* Description of the task
Beginning at the line containing "Mark a dot on every instance of the flat", output every line to the end of the data below exactly as it appears.

* Stored rows

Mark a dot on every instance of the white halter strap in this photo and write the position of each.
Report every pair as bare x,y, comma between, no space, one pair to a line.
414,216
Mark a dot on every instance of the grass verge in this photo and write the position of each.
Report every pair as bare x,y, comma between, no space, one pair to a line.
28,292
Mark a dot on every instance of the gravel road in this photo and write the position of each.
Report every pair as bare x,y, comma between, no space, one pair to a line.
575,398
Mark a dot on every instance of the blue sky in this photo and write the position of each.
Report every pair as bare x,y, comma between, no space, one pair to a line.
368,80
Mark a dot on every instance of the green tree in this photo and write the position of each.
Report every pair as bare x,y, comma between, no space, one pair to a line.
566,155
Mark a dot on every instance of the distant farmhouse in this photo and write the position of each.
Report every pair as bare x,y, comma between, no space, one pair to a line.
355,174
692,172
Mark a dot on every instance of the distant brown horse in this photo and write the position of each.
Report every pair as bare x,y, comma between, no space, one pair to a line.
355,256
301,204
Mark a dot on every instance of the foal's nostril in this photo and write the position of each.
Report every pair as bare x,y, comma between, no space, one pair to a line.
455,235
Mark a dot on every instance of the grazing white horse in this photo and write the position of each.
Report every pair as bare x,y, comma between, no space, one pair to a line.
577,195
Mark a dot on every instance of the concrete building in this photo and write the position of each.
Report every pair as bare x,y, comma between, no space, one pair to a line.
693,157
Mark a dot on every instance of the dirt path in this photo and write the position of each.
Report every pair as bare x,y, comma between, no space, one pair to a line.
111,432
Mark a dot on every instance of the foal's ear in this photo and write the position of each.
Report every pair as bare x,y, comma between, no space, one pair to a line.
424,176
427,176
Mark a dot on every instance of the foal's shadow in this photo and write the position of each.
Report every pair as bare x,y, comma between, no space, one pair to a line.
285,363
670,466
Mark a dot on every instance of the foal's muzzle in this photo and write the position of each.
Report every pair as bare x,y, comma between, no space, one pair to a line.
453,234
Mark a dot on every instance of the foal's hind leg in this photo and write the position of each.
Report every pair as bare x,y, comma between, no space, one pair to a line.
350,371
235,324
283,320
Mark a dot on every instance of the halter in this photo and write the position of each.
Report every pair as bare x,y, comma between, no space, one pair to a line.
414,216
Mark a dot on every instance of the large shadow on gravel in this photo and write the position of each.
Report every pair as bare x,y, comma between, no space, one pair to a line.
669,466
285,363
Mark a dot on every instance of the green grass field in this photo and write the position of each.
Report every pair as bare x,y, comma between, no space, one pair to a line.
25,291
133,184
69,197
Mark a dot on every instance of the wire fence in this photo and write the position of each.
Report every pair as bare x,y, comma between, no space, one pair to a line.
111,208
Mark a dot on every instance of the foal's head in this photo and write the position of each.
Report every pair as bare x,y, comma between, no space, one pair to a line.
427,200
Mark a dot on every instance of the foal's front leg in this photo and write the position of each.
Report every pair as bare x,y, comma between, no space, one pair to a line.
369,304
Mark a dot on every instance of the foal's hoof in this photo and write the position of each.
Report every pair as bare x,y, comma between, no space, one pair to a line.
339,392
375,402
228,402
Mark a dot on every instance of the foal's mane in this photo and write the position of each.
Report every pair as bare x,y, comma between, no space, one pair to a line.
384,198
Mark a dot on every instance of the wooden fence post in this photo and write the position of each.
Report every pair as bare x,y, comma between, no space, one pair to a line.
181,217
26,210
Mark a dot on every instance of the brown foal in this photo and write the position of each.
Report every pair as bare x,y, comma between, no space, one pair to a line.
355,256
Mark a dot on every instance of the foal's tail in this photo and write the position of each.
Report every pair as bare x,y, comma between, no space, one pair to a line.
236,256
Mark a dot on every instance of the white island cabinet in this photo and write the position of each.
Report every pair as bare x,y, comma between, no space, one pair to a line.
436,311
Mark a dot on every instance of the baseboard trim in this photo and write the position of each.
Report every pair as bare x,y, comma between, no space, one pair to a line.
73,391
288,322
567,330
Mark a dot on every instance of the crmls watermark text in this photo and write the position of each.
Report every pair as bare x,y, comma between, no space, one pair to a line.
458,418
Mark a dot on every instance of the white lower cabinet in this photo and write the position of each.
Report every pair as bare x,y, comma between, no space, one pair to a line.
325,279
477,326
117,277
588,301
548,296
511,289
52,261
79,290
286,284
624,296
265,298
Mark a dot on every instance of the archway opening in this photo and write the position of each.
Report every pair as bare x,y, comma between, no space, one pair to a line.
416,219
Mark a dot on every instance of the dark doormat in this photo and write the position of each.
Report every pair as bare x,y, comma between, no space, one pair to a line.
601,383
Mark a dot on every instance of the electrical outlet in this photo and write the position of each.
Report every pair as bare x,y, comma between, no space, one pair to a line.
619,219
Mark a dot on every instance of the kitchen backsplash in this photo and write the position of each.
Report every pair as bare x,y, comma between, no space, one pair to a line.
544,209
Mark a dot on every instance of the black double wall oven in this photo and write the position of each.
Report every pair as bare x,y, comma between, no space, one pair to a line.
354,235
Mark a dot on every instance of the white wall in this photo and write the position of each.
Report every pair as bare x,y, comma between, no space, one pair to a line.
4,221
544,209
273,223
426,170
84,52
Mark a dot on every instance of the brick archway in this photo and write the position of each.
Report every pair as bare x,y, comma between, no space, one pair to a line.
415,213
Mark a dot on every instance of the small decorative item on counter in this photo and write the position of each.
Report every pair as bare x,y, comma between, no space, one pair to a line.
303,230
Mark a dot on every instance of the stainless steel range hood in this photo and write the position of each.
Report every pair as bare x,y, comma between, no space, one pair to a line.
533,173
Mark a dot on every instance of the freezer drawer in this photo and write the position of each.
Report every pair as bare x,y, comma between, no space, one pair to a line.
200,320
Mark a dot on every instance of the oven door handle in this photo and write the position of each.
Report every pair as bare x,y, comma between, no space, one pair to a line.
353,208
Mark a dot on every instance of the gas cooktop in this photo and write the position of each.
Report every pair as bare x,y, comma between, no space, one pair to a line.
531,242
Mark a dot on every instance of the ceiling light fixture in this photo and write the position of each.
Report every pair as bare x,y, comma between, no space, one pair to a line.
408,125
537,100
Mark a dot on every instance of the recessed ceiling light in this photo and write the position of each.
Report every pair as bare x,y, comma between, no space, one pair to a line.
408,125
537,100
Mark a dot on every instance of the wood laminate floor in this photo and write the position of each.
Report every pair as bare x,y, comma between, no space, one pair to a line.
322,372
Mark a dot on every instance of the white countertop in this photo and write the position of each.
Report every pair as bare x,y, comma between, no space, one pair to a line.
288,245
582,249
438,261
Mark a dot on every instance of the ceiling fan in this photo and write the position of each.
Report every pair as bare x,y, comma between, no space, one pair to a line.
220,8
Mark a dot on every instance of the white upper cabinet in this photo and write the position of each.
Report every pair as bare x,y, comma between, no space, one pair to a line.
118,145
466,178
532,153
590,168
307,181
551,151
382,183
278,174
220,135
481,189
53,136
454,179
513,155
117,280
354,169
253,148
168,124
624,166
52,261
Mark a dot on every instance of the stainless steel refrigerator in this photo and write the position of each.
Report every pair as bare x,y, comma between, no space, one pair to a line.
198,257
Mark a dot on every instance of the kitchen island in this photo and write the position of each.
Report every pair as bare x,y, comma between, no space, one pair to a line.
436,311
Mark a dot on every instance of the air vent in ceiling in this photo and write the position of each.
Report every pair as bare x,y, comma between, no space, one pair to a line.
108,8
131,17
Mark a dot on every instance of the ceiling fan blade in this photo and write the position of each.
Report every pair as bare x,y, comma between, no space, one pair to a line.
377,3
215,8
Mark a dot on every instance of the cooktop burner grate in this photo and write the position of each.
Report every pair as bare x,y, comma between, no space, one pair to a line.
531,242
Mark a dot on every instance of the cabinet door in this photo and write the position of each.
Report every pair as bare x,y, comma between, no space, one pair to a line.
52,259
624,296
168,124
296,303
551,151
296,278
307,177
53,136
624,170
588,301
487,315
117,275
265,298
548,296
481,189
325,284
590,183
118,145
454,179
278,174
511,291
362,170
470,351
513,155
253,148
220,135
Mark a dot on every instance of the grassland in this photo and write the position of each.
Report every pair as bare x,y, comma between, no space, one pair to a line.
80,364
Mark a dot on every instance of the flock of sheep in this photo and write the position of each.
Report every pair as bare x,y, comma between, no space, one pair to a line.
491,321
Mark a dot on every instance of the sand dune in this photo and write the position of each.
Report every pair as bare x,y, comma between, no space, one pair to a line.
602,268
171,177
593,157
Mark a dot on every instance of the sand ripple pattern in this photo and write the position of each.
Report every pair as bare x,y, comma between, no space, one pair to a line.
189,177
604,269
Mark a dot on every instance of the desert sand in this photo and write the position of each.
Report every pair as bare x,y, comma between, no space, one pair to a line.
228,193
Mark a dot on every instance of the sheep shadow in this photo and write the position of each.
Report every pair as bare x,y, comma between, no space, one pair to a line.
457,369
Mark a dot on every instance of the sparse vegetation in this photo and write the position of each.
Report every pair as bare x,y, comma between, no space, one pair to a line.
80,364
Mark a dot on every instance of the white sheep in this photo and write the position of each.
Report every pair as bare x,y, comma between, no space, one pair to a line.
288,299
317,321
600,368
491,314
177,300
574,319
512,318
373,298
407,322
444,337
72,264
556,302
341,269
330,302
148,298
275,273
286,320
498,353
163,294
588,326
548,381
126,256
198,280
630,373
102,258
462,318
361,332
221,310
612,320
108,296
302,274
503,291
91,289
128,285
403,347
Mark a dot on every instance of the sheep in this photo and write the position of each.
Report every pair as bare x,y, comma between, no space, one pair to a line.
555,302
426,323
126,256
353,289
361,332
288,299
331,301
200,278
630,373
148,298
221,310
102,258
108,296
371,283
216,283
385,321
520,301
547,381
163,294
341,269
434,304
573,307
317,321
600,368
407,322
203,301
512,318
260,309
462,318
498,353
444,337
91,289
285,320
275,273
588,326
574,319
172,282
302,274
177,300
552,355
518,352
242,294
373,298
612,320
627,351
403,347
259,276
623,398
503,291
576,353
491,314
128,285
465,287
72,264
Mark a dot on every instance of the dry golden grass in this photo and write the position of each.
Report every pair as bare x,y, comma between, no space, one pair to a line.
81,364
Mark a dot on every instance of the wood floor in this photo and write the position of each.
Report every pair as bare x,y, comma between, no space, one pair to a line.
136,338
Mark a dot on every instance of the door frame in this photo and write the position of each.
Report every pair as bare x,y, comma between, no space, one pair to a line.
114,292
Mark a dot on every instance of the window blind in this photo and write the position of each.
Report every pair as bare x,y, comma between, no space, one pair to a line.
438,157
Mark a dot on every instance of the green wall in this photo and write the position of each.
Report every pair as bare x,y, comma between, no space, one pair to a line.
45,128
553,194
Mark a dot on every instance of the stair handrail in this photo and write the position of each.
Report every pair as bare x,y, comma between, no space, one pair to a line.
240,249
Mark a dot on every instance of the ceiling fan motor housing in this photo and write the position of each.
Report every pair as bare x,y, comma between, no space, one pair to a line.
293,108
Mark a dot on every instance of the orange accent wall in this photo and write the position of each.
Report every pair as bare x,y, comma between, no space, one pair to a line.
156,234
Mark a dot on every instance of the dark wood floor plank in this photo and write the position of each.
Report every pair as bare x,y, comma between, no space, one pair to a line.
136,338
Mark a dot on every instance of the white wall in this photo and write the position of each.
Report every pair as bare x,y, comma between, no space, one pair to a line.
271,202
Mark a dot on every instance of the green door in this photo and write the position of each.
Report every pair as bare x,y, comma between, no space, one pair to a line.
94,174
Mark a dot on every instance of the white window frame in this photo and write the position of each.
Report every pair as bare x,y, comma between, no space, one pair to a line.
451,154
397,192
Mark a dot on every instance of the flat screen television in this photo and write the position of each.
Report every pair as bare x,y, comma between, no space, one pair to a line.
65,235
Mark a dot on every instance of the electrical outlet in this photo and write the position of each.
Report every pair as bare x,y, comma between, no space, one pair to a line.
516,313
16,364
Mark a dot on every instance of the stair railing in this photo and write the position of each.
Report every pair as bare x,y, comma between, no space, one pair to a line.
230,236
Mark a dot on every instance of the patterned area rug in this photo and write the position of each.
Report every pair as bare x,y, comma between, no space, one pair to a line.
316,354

* Output for this task
Mark a dot on every instance of the flat screen television in this photo and write the position of each.
Report every pair as bare x,y, comma between, no space, one pair to a line.
65,235
Mark a dot on every instance of the electrical outlet in this photo and write the position of each.
Report every pair as bare x,y, comma between, no space, one pair to a line.
516,313
16,364
Mark a dot on every instance of the stair railing in this photo and write the position of each.
Report every pair as bare x,y, comma between, no space, one pair to a line.
230,236
Mark a dot on every instance of the patterned area rug in this photo and write the position of each.
Report every pair as bare x,y, comma between, no space, one pair to a line.
316,354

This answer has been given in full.